Note how many lines in the entries contain the string "deepest", then give that number and nothing else.

(Exercise material Opens)

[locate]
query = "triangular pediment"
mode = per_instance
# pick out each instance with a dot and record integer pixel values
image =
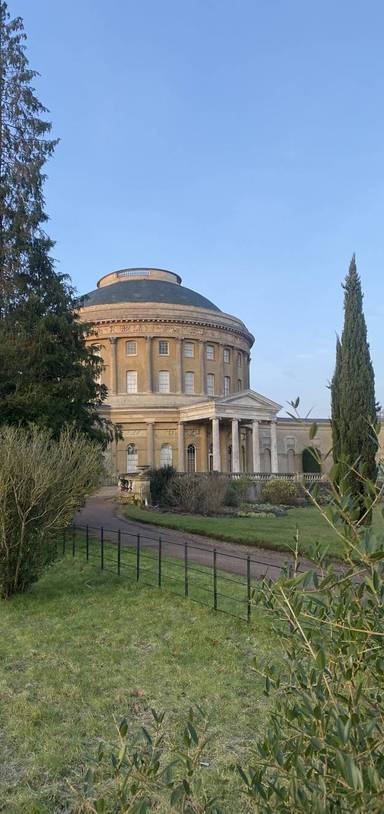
(249, 398)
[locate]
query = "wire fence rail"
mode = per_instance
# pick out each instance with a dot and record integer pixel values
(225, 582)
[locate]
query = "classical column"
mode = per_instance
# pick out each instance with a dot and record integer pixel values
(216, 445)
(204, 448)
(179, 366)
(149, 364)
(274, 458)
(235, 446)
(256, 462)
(113, 341)
(234, 369)
(202, 368)
(150, 444)
(180, 448)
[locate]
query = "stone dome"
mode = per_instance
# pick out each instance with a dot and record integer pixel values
(140, 285)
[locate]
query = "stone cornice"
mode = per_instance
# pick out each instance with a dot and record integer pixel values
(143, 313)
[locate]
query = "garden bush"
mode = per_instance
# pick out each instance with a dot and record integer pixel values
(277, 491)
(236, 492)
(42, 484)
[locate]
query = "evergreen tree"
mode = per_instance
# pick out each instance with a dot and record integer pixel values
(24, 149)
(354, 409)
(48, 376)
(335, 403)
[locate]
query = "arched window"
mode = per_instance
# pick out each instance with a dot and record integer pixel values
(132, 458)
(191, 458)
(131, 381)
(164, 381)
(166, 455)
(291, 461)
(189, 382)
(211, 384)
(267, 460)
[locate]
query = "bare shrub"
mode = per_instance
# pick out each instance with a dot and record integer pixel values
(277, 491)
(42, 484)
(197, 494)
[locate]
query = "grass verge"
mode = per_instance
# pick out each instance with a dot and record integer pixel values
(269, 532)
(83, 647)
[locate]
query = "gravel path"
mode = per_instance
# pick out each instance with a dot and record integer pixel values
(102, 509)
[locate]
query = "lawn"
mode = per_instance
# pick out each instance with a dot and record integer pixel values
(269, 532)
(83, 647)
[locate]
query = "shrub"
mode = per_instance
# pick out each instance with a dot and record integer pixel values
(159, 480)
(42, 484)
(277, 491)
(137, 774)
(197, 494)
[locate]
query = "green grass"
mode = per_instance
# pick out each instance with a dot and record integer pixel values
(270, 532)
(84, 647)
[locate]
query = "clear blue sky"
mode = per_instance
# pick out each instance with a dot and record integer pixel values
(239, 143)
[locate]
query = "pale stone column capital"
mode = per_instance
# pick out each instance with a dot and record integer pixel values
(256, 446)
(216, 445)
(274, 457)
(235, 445)
(151, 443)
(202, 368)
(148, 340)
(179, 365)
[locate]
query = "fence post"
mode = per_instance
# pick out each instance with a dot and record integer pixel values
(214, 580)
(160, 551)
(138, 558)
(248, 588)
(118, 552)
(186, 585)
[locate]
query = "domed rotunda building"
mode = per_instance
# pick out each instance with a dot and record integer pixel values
(177, 370)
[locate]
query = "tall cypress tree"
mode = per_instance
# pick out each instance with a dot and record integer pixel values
(353, 393)
(48, 376)
(25, 146)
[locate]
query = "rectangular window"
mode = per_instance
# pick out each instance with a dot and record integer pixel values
(189, 382)
(189, 349)
(163, 348)
(131, 348)
(211, 384)
(131, 381)
(164, 381)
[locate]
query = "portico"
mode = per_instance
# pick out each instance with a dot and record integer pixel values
(242, 427)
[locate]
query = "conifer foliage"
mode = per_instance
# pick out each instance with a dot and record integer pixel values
(353, 394)
(48, 375)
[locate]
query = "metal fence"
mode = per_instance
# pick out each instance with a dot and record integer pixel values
(225, 582)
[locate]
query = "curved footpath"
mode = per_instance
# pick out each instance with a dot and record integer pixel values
(102, 509)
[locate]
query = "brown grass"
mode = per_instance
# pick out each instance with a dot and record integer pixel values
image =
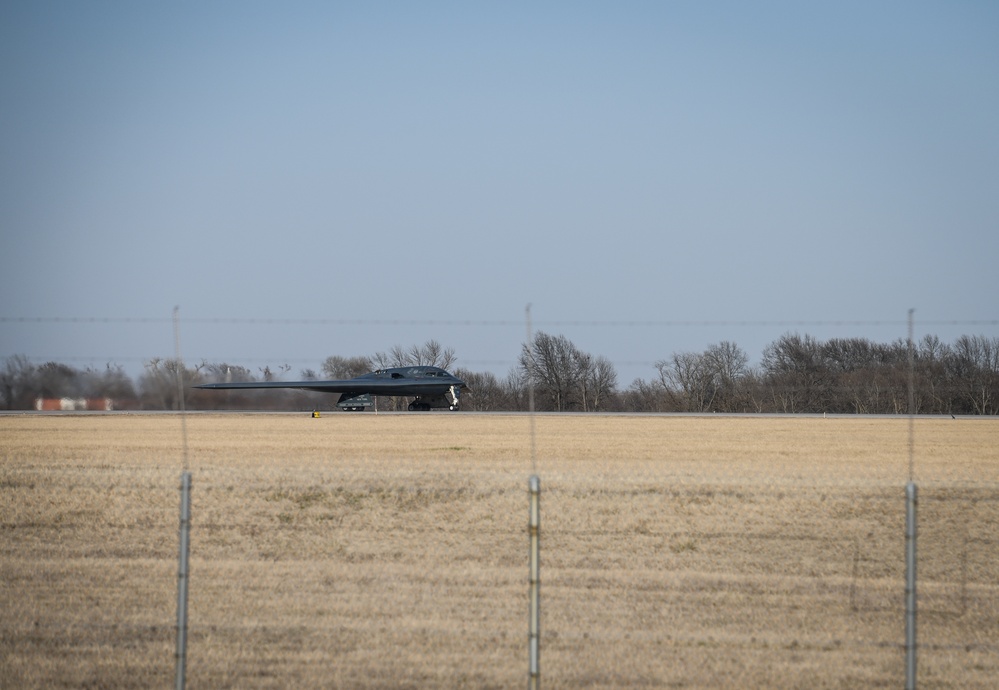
(364, 551)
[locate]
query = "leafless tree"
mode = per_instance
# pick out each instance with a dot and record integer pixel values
(337, 367)
(17, 383)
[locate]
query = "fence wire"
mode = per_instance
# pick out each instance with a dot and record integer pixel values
(670, 557)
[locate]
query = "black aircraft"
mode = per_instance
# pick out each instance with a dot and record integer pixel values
(430, 386)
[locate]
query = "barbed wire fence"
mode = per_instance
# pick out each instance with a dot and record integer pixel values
(681, 565)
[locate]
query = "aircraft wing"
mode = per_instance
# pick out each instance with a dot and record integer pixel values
(371, 386)
(431, 386)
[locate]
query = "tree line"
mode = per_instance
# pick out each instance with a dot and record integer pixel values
(796, 374)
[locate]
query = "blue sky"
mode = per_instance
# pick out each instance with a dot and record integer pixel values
(380, 174)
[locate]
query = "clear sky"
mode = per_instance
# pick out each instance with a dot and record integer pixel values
(651, 177)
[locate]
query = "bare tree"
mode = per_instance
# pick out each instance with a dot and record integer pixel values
(17, 383)
(337, 367)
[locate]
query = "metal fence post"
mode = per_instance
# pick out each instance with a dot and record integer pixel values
(182, 579)
(534, 627)
(910, 586)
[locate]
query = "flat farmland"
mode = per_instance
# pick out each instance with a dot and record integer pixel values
(374, 551)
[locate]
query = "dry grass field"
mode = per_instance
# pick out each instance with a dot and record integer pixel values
(374, 551)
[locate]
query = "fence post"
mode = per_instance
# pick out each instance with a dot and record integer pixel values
(182, 579)
(910, 586)
(534, 626)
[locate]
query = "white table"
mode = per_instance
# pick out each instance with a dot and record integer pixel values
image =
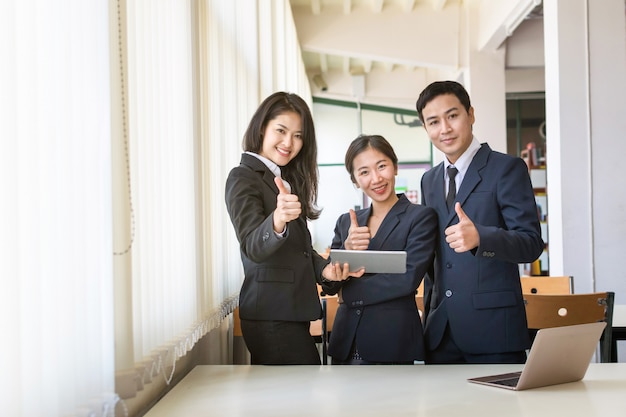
(363, 391)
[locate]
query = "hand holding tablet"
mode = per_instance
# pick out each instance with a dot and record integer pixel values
(386, 262)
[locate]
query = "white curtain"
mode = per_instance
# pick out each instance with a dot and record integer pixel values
(176, 99)
(55, 164)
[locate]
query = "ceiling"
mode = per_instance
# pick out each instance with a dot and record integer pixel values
(384, 51)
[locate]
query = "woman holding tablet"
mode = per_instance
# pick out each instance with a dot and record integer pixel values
(377, 321)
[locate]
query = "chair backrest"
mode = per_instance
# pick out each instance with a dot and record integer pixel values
(236, 323)
(557, 285)
(419, 299)
(543, 311)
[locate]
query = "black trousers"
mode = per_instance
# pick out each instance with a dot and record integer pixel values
(280, 343)
(449, 353)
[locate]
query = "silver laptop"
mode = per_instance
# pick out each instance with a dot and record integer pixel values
(558, 355)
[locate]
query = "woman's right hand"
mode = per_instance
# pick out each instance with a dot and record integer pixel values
(288, 207)
(358, 236)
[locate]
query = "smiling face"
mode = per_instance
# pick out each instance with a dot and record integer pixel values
(448, 125)
(375, 174)
(282, 138)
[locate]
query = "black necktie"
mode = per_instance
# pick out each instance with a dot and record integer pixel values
(452, 171)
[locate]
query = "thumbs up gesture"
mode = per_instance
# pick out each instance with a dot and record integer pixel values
(463, 236)
(358, 236)
(288, 207)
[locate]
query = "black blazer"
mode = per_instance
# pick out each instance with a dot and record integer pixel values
(379, 310)
(280, 274)
(478, 293)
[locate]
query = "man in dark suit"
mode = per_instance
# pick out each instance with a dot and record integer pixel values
(474, 306)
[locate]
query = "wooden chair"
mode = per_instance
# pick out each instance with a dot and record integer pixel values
(546, 285)
(543, 311)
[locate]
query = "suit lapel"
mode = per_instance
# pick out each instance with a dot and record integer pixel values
(390, 222)
(439, 190)
(472, 176)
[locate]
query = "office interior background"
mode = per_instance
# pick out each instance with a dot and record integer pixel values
(121, 120)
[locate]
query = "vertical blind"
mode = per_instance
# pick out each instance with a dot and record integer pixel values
(56, 302)
(177, 82)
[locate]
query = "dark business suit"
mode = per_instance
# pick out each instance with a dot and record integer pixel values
(280, 273)
(378, 310)
(478, 293)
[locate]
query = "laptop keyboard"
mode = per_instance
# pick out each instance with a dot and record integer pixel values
(509, 382)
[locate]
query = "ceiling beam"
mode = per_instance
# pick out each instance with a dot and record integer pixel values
(347, 6)
(316, 7)
(438, 5)
(323, 63)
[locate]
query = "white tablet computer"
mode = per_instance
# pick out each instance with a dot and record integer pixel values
(374, 261)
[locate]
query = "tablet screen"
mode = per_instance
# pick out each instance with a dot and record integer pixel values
(386, 262)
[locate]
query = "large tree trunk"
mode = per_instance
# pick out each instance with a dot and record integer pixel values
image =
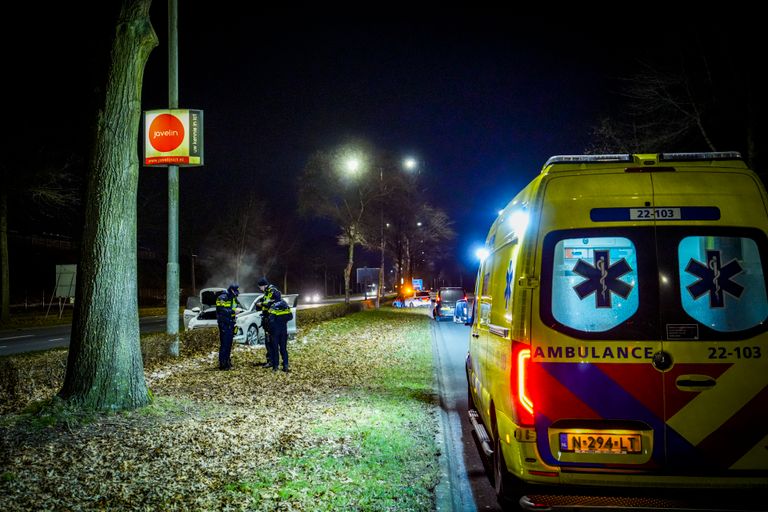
(5, 275)
(104, 369)
(348, 270)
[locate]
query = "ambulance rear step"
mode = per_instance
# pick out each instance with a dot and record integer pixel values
(561, 503)
(479, 433)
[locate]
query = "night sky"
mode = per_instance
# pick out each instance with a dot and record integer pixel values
(481, 100)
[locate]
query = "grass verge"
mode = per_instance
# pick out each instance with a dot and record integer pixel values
(350, 428)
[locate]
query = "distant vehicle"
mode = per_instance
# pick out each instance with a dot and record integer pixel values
(619, 337)
(248, 328)
(461, 311)
(418, 299)
(445, 303)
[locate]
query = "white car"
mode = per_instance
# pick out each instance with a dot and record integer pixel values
(248, 329)
(419, 299)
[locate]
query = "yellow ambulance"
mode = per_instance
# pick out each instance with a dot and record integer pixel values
(619, 342)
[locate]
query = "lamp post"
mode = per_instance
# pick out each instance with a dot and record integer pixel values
(409, 164)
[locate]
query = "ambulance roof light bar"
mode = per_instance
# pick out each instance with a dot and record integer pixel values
(712, 155)
(586, 159)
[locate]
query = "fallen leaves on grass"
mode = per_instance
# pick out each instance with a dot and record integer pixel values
(210, 434)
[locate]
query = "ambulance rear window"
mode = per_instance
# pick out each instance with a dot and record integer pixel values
(722, 282)
(594, 283)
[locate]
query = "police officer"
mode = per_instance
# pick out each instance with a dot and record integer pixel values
(265, 302)
(279, 316)
(226, 303)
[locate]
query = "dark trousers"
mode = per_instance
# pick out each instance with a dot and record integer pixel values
(279, 343)
(226, 333)
(269, 346)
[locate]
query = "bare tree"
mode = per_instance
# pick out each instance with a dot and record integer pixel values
(104, 367)
(334, 188)
(698, 94)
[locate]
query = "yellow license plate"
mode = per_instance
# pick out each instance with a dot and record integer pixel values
(600, 442)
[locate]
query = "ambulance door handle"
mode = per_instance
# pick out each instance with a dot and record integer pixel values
(695, 382)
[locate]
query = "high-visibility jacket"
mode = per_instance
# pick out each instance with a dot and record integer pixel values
(225, 306)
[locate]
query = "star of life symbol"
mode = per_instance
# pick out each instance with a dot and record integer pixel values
(714, 279)
(508, 289)
(602, 279)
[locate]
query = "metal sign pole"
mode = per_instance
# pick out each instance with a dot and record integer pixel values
(172, 284)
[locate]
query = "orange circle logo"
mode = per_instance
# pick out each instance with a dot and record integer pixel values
(166, 132)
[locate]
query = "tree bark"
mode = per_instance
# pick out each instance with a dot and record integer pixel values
(5, 294)
(104, 367)
(348, 270)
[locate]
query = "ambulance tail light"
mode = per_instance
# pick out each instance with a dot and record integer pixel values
(521, 384)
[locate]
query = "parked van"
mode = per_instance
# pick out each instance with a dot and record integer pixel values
(619, 336)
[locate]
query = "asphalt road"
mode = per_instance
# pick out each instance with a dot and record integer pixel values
(468, 486)
(30, 339)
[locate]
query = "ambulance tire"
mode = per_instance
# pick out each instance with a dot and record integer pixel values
(508, 488)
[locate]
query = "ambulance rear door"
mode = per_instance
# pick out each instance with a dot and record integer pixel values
(597, 398)
(712, 254)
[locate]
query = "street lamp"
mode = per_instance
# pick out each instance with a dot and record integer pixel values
(409, 164)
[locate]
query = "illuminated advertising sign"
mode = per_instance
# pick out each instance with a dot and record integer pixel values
(173, 137)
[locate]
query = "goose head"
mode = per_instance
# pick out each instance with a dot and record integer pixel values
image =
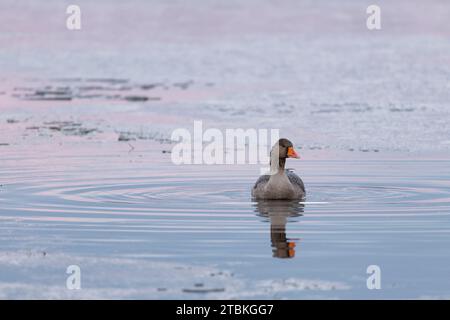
(281, 150)
(285, 149)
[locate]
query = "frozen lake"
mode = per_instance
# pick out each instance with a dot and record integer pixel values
(86, 176)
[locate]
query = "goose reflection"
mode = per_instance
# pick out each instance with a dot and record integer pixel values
(278, 212)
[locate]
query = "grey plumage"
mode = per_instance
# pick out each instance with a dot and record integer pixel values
(293, 178)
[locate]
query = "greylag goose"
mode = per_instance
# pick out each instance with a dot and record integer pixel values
(280, 184)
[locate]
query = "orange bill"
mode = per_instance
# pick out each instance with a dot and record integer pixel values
(292, 153)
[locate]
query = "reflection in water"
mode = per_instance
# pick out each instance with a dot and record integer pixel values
(278, 212)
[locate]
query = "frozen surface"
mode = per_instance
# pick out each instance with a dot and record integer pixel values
(85, 170)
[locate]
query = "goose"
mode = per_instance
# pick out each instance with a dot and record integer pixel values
(280, 184)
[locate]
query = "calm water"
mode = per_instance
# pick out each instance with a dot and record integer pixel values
(133, 225)
(85, 171)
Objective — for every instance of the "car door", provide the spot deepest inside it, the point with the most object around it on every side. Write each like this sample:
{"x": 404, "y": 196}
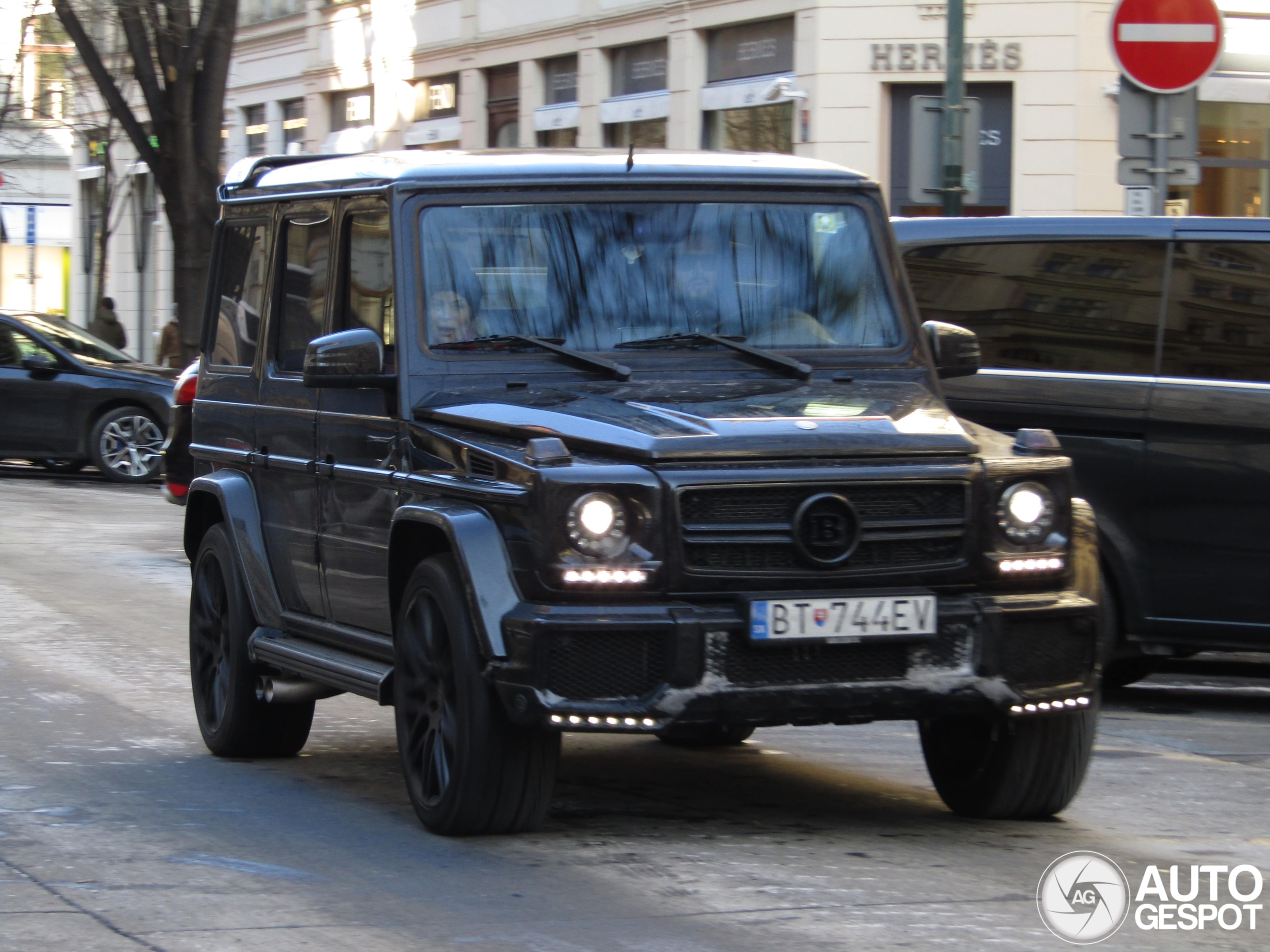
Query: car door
{"x": 286, "y": 413}
{"x": 38, "y": 405}
{"x": 1068, "y": 335}
{"x": 358, "y": 432}
{"x": 1208, "y": 447}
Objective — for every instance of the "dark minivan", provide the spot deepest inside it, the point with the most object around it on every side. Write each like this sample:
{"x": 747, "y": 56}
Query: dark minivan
{"x": 1144, "y": 344}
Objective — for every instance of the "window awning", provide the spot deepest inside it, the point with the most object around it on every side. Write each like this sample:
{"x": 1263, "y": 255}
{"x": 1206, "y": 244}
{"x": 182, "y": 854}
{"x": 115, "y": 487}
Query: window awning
{"x": 636, "y": 107}
{"x": 741, "y": 94}
{"x": 563, "y": 116}
{"x": 52, "y": 225}
{"x": 445, "y": 130}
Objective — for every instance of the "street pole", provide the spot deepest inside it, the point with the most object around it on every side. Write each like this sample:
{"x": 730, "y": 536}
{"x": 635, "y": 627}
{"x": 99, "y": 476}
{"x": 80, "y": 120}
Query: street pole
{"x": 1160, "y": 155}
{"x": 954, "y": 108}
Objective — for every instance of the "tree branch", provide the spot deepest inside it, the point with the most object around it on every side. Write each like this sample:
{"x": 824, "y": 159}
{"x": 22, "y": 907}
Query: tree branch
{"x": 114, "y": 100}
{"x": 142, "y": 61}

(Exercise material Closes)

**Result below**: 5